Could you return, word for word, every line from the start of the items through the line containing "[20,110,93,170]", including both ends?

- **Data rows**:
━━━━━━━━━━
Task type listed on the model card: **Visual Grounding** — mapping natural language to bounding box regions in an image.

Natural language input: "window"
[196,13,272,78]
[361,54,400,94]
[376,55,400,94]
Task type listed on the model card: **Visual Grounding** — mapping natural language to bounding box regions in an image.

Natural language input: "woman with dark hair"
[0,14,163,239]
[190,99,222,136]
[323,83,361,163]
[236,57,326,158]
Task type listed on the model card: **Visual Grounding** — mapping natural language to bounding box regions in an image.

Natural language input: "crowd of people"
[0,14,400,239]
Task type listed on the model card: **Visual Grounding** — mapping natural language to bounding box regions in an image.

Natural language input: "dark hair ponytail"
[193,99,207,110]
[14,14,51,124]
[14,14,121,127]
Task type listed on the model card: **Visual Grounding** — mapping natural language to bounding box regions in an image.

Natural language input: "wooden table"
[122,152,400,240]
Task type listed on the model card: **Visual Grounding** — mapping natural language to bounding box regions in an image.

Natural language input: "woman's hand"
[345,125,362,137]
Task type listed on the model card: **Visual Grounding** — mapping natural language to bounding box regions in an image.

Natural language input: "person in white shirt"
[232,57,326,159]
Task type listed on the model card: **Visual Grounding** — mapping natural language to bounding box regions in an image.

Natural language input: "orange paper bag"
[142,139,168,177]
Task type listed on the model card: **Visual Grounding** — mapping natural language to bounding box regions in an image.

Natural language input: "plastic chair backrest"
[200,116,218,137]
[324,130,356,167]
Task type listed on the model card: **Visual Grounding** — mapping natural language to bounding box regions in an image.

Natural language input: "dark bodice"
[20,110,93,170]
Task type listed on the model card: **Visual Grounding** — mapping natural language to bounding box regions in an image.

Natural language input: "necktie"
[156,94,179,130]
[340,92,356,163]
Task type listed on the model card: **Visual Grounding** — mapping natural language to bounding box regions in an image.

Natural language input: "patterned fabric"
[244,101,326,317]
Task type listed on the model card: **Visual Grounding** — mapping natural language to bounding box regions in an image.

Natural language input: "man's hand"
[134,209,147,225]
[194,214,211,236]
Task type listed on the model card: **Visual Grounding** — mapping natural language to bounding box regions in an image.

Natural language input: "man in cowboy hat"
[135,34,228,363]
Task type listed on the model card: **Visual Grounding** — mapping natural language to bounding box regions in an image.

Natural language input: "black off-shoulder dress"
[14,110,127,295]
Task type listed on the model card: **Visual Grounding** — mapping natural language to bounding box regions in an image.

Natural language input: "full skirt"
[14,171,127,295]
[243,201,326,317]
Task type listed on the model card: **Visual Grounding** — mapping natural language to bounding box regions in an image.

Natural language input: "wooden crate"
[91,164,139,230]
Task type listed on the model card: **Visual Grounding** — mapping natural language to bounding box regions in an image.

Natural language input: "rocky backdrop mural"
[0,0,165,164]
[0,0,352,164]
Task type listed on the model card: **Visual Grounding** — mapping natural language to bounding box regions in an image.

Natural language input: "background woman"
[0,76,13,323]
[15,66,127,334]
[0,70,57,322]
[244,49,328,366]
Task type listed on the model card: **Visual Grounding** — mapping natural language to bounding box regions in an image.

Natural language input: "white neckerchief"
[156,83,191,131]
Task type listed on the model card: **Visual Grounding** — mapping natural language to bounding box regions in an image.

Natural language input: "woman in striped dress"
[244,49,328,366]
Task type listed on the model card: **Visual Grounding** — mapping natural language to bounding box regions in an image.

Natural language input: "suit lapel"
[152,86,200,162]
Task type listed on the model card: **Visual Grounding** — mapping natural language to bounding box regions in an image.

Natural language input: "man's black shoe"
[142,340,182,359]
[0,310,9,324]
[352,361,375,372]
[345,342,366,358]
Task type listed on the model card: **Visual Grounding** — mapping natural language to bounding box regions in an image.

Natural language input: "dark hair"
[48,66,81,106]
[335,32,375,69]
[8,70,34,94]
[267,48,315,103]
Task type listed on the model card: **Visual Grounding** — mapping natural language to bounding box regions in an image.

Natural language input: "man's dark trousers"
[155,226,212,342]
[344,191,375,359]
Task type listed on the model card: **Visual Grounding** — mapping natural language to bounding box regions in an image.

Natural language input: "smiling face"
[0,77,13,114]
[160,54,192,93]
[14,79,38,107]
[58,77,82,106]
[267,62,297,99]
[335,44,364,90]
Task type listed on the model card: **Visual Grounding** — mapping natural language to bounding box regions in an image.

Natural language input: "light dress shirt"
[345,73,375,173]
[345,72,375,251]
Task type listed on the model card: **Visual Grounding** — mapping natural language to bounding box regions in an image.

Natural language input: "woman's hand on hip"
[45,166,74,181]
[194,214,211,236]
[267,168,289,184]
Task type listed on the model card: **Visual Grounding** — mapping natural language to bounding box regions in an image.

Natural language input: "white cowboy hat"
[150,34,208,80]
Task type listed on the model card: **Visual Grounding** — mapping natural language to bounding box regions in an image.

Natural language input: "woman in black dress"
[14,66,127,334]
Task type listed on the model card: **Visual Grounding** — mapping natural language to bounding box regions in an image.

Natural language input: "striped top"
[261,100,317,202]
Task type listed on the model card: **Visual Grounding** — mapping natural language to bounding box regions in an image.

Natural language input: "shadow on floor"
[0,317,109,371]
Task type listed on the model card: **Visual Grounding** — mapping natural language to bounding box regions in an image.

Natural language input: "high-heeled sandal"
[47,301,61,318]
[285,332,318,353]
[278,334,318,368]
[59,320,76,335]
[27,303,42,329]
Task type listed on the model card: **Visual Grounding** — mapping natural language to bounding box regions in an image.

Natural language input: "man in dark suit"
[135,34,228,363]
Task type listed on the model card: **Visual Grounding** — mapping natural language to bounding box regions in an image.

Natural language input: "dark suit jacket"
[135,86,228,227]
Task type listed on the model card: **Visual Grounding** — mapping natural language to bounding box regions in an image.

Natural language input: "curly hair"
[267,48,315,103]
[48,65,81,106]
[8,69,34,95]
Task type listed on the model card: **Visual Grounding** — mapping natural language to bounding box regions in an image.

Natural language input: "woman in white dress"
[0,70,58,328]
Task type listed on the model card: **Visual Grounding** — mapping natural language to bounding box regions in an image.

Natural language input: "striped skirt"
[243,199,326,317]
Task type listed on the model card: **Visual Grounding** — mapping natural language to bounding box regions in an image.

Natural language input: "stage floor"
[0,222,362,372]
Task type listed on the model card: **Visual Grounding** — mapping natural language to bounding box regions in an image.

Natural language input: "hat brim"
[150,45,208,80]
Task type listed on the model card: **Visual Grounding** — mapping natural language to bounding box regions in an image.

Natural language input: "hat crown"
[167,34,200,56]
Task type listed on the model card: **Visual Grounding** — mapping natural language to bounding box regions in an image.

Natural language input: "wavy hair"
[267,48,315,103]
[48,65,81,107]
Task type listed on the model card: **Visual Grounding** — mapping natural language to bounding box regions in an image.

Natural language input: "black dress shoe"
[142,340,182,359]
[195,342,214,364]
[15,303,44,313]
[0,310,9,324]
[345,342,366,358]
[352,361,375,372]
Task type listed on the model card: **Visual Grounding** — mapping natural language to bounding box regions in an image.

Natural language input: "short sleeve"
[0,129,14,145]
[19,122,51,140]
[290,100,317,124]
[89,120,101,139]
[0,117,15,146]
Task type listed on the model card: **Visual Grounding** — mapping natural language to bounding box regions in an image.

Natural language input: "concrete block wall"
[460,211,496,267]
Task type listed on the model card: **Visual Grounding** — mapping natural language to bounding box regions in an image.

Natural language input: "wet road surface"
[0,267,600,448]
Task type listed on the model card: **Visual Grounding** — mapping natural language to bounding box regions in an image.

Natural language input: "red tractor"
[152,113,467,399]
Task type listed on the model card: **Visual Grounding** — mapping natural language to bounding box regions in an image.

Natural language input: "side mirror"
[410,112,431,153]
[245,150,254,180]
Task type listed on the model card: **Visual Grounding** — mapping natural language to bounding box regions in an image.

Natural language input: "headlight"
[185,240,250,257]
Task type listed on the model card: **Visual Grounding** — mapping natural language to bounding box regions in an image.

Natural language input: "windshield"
━━━━━━━━━━
- **Solution**:
Task type listed on the model card: **Visual Grounding** — mapping natural language to bounding box regions in an image.

Natural language input: "window"
[196,13,272,78]
[361,54,400,94]
[376,55,400,94]
Task type listed on the model card: **Visual Grounding** — mapping natural language to bounding box regions in an image.

Natural language input: "woman with dark hair"
[0,14,163,239]
[190,99,222,136]
[323,83,361,163]
[236,57,326,158]
Task type listed on the model card: **Visual Grounding** — mapping natural language to bounding box regions in an image.

Natural language input: "crowd of people"
[0,14,400,239]
Task type listed on the model card: **Visual Grounding** — mapping natural language to bounding box regions in an image.

Natural language input: "dark hair ponytail"
[193,99,207,110]
[14,14,51,124]
[14,14,121,127]
Task type listed on the model card: **Visual Grounding** — mapping natural language to bounding box regions in an image.

Natural language input: "wooden table"
[122,152,400,240]
Task type listed on the model card: **Visual Grounding** — mapping natural language to bounding box regions in an image.

Natural language input: "woman's hand"
[345,125,362,137]
Task type listed on the model card: **Visual Grounding** — mapping natural language to bounding box regions in an image.

Natural language input: "person in white shirt"
[232,57,326,159]
Task type listed on the model card: **Visual Grounding** — mapping natural language to bounding box regions in an image.

Natural language input: "orange paper bag"
[142,139,168,177]
Task type listed on the model card: **Visual Grounding** — mapping natural language to bounding box regions in an image.

Natural language input: "plastic chair backrest"
[200,116,218,137]
[324,130,356,167]
Task type listed on the model card: **Visual Grounding** — mapping natural language to bounding box regions in an image.

Natural language input: "dark bodice"
[20,110,93,170]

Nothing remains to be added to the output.